Entries from a pointing dataset
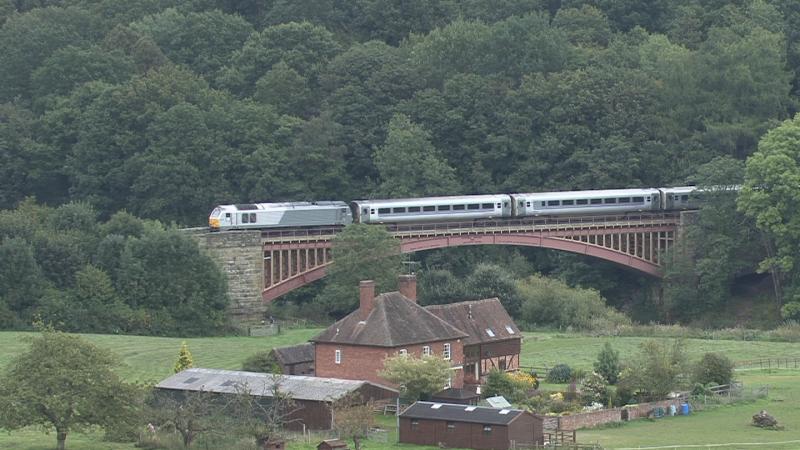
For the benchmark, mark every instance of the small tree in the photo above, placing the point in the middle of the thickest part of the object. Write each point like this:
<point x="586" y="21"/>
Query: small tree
<point x="65" y="383"/>
<point x="607" y="364"/>
<point x="417" y="377"/>
<point x="353" y="418"/>
<point x="184" y="359"/>
<point x="713" y="368"/>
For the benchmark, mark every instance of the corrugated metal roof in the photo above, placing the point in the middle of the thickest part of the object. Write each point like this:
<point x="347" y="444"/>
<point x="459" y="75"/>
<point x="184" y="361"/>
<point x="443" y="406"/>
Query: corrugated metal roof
<point x="461" y="413"/>
<point x="261" y="384"/>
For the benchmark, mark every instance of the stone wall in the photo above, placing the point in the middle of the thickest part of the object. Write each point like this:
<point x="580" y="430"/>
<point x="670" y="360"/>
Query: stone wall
<point x="241" y="257"/>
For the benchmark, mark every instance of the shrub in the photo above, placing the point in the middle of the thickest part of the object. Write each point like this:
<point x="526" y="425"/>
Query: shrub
<point x="560" y="373"/>
<point x="607" y="364"/>
<point x="713" y="368"/>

## Set exercise
Rewrite the entries from the line containing "For the benchmark, mark every instance of the shrub" through the end of the entries, replacing "shrub" with "bush" and leaving everything else unchanged.

## Task solution
For the benchmark, mark every instance of the bush in the photo above, placing the point in the middle of the thickest part of the object. Write each point like this:
<point x="526" y="425"/>
Query: bush
<point x="560" y="373"/>
<point x="607" y="364"/>
<point x="713" y="368"/>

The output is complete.